** Direction a **
Reproduce the DawidSkene documentation word for word, in full.

>> Start Supplied passage

DawidSkene¶
- class DawidSkene(answers: dict[Hashable, dict[Hashable, Hashable]], n_workers: Annotated[int, Ge(ge=1)], n_classes: Annotated[int, Ge(ge=1)])¶
Dawid and Skene model (1979)¶
Assumptions: - independent workers
Using: - EM algorithm
Estimating: - One confusion matrix for each workers
- __init__(answers: dict[Hashable, dict[Hashable, Hashable]], n_workers: Annotated[int, Ge(ge=1)], n_classes: Annotated[int, Ge(ge=1)]) None¶
Dawid and Skene strategy: estimate confusion matrix for each worker.
Assuming that workers are independent, the model assumes that
\[(y_i^{(j)}\ | y_i^{\star} = k) \sim \mathcal{M}\left(\pi^{(j)}_{k,\cdot}\right)\]and maximizes the log likelihood of the model using an EM algorithm.

>> End Supplied passage
>> Start Data to process

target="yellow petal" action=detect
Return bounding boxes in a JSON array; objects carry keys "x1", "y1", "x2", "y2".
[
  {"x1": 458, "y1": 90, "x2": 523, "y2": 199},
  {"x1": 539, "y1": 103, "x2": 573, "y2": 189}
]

>> End Data to process

** Direction b **
Arrange every line of the records above as a numbered list, leaving out any blank lines.

** Complete output a **
DawidSkene¶
- class DawidSkene(answers: dict[Hashable, dict[Hashable, Hashable]], n_workers: Annotated[int, Ge(ge=1)], n_classes: Annotated[int, Ge(ge=1)])¶
Dawid and Skene model (1979)¶
Assumptions: - independent workers
Using: - EM algorithm
Estimating: - One confusion matrix for each workers
- __init__(answers: dict[Hashable, dict[Hashable, Hashable]], n_workers: Annotated[int, Ge(ge=1)], n_classes: Annotated[int, Ge(ge=1)]) None¶
Dawid and Skene strategy: estimate confusion matrix for each worker.
Assuming that workers are independent, the model assumes that
\[(y_i^{(j)}\ | y_i^{\star} = k) \sim \mathcal{M}\left(\pi^{(j)}_{k,\cdot}\right)\]and maximizes the log likelihood of the model using an EM algorithm.

** Complete output b **
1. target="yellow petal" action=detect
2. Return bounding boxes in a JSON array; objects carry keys "x1", "y1", "x2", "y2".
3. [
4.   {"x1": 458, "y1": 90, "x2": 523, "y2": 199},
5.   {"x1": 539, "y1": 103, "x2": 573, "y2": 189}
6. ]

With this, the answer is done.